Prompt → Give only the number of lines in the rows below that contain the word "window", counting matches in a case-sensitive way.

(Stored items)

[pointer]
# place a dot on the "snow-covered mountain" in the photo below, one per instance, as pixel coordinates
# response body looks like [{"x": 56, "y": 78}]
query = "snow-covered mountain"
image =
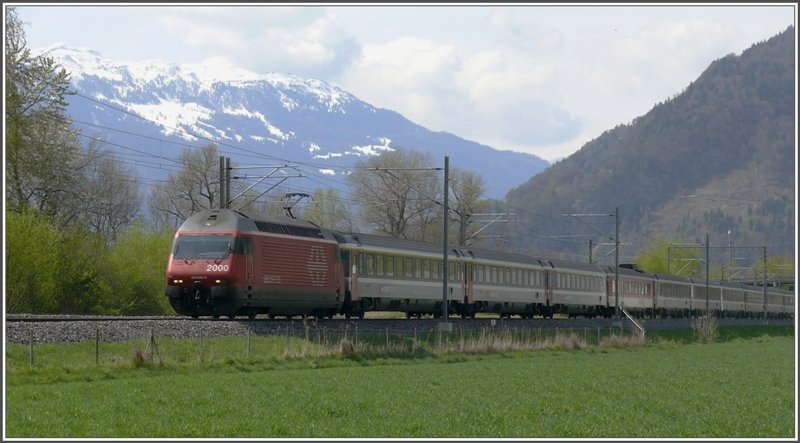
[{"x": 153, "y": 109}]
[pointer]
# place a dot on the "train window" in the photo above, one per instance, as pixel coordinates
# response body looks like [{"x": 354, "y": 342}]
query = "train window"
[
  {"x": 203, "y": 246},
  {"x": 370, "y": 264},
  {"x": 379, "y": 259},
  {"x": 389, "y": 266}
]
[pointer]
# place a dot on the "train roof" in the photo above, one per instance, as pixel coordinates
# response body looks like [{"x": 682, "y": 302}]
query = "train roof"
[
  {"x": 228, "y": 219},
  {"x": 391, "y": 243}
]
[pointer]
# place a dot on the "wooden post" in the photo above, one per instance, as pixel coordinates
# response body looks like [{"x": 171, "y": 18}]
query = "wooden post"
[{"x": 30, "y": 353}]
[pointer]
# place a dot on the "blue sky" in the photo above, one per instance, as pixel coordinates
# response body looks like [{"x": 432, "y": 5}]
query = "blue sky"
[{"x": 536, "y": 78}]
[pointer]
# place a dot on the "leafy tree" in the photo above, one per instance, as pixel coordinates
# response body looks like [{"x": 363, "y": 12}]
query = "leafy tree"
[
  {"x": 137, "y": 270},
  {"x": 31, "y": 250},
  {"x": 42, "y": 152}
]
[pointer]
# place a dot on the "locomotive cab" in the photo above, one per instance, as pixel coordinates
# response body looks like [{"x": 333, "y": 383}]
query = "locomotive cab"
[{"x": 202, "y": 270}]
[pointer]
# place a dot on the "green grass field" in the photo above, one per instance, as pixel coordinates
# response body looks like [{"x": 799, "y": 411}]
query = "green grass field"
[{"x": 741, "y": 386}]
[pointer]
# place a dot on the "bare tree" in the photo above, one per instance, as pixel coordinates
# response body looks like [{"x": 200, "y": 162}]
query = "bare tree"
[
  {"x": 110, "y": 193},
  {"x": 396, "y": 189},
  {"x": 193, "y": 188},
  {"x": 466, "y": 199},
  {"x": 42, "y": 151}
]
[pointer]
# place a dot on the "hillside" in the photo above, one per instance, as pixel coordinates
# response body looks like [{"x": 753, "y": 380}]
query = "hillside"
[
  {"x": 719, "y": 156},
  {"x": 277, "y": 117}
]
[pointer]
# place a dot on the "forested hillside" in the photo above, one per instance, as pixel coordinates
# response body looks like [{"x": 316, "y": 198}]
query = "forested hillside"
[{"x": 719, "y": 156}]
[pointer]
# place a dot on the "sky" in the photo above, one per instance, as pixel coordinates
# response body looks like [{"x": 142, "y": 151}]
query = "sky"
[{"x": 538, "y": 78}]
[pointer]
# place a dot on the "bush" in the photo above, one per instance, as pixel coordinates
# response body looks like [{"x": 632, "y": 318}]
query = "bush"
[{"x": 705, "y": 328}]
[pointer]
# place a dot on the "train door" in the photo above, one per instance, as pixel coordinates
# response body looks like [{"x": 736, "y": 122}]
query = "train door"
[
  {"x": 469, "y": 273},
  {"x": 246, "y": 248},
  {"x": 549, "y": 283},
  {"x": 353, "y": 271}
]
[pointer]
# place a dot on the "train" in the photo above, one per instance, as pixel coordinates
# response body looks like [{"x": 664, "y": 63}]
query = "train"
[{"x": 226, "y": 263}]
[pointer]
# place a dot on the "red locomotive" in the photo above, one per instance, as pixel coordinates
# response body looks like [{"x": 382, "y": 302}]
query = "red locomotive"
[{"x": 224, "y": 263}]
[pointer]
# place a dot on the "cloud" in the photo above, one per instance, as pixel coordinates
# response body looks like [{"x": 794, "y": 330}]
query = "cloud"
[
  {"x": 521, "y": 36},
  {"x": 266, "y": 38},
  {"x": 410, "y": 75}
]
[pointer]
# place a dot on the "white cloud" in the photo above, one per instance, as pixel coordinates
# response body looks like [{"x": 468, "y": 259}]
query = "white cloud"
[
  {"x": 266, "y": 38},
  {"x": 410, "y": 75}
]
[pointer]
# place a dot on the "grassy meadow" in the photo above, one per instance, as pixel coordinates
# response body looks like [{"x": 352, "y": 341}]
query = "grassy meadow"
[{"x": 742, "y": 385}]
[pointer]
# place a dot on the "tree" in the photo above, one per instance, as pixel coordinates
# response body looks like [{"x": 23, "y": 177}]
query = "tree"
[
  {"x": 467, "y": 189},
  {"x": 659, "y": 256},
  {"x": 329, "y": 210},
  {"x": 396, "y": 190},
  {"x": 137, "y": 267},
  {"x": 42, "y": 151},
  {"x": 193, "y": 188},
  {"x": 110, "y": 193}
]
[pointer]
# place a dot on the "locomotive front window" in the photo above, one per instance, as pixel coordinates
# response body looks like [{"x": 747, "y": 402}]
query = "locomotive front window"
[{"x": 203, "y": 246}]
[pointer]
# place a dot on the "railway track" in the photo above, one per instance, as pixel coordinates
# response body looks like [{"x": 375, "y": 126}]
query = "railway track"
[{"x": 73, "y": 329}]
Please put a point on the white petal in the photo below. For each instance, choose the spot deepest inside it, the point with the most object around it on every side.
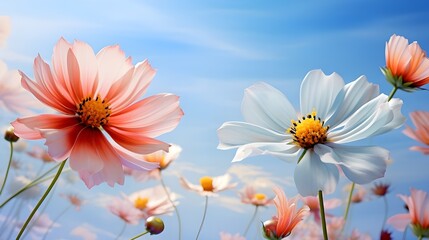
(319, 91)
(312, 175)
(284, 151)
(373, 118)
(235, 134)
(353, 96)
(267, 107)
(360, 164)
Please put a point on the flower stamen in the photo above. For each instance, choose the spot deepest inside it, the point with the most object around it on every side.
(93, 112)
(308, 131)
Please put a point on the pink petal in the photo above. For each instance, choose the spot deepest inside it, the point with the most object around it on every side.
(399, 221)
(84, 156)
(135, 141)
(29, 127)
(151, 116)
(134, 88)
(87, 63)
(61, 142)
(112, 65)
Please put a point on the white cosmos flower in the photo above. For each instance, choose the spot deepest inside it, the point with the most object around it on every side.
(332, 114)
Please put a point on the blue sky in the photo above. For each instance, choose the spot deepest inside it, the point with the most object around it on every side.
(208, 52)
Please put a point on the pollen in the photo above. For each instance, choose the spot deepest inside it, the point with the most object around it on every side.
(141, 203)
(93, 112)
(259, 196)
(207, 183)
(308, 131)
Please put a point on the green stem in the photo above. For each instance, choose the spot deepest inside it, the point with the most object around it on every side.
(60, 169)
(122, 231)
(204, 217)
(30, 185)
(385, 212)
(302, 155)
(174, 206)
(322, 215)
(349, 201)
(56, 220)
(251, 221)
(392, 93)
(141, 234)
(8, 167)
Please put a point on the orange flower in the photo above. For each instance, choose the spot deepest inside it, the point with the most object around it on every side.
(407, 66)
(287, 217)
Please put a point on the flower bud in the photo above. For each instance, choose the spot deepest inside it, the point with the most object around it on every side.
(154, 225)
(10, 135)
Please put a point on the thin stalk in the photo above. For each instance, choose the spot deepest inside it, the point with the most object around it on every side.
(392, 93)
(31, 184)
(251, 221)
(385, 212)
(8, 167)
(302, 155)
(60, 169)
(141, 234)
(122, 230)
(174, 206)
(349, 201)
(56, 220)
(204, 217)
(322, 215)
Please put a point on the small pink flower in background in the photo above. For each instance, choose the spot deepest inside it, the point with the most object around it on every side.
(95, 95)
(288, 216)
(380, 189)
(209, 186)
(164, 159)
(421, 133)
(152, 201)
(40, 153)
(228, 236)
(4, 29)
(407, 66)
(74, 200)
(418, 215)
(313, 204)
(250, 196)
(125, 210)
(14, 98)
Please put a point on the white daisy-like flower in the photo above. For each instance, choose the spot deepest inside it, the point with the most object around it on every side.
(332, 114)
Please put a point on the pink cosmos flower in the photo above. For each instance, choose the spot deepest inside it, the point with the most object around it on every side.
(152, 201)
(250, 196)
(164, 159)
(209, 186)
(228, 236)
(313, 204)
(418, 215)
(420, 119)
(95, 95)
(4, 29)
(13, 98)
(288, 216)
(125, 210)
(407, 66)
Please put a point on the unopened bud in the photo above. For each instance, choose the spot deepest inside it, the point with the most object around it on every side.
(154, 225)
(10, 136)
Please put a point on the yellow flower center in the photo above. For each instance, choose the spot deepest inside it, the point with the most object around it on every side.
(93, 112)
(207, 183)
(141, 203)
(308, 131)
(259, 196)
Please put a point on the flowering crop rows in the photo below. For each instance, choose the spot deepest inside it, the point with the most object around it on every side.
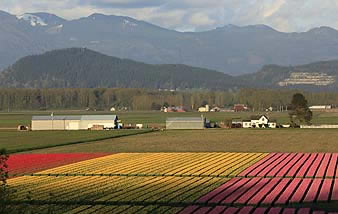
(188, 183)
(173, 164)
(28, 163)
(113, 190)
(295, 165)
(245, 210)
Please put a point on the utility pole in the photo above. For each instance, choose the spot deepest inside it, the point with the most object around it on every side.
(52, 115)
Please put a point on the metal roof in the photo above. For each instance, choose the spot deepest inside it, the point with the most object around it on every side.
(76, 117)
(99, 117)
(185, 119)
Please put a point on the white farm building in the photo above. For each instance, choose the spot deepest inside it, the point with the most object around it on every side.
(261, 121)
(186, 123)
(74, 122)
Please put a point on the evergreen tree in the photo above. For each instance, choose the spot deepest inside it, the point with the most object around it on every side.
(299, 110)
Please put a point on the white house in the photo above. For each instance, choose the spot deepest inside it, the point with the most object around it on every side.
(261, 121)
(215, 109)
(320, 108)
(247, 124)
(204, 109)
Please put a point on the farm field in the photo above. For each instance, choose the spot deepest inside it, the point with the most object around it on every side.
(185, 183)
(217, 140)
(13, 119)
(14, 141)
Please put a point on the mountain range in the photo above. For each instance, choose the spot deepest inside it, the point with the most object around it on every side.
(230, 49)
(85, 68)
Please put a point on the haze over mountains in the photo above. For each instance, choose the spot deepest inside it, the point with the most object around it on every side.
(231, 49)
(84, 68)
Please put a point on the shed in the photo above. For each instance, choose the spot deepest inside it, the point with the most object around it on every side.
(73, 122)
(186, 123)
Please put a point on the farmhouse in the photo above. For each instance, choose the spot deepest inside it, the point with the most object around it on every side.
(206, 108)
(74, 122)
(261, 121)
(186, 123)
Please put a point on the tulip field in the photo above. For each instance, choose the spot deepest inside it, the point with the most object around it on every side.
(243, 183)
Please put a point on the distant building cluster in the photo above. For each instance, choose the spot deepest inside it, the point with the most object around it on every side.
(261, 121)
(173, 109)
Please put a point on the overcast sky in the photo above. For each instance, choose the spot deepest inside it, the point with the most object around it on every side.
(194, 15)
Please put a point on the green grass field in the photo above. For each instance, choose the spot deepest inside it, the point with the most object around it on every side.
(220, 140)
(14, 141)
(12, 120)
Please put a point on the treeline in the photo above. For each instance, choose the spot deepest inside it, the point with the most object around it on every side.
(143, 99)
(83, 68)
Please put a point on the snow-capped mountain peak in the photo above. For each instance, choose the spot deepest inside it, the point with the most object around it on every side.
(129, 23)
(34, 20)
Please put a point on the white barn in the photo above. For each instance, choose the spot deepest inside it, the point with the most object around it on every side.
(260, 122)
(73, 122)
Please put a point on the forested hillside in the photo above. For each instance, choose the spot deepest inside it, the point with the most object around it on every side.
(142, 99)
(83, 68)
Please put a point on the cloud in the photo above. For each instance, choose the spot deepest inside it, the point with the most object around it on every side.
(283, 15)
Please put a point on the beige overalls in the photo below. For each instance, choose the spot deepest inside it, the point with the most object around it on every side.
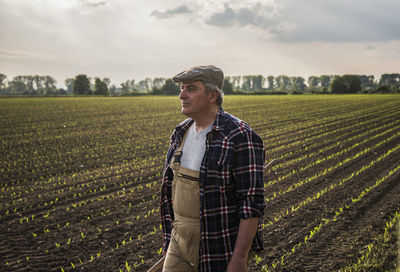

Response below → 4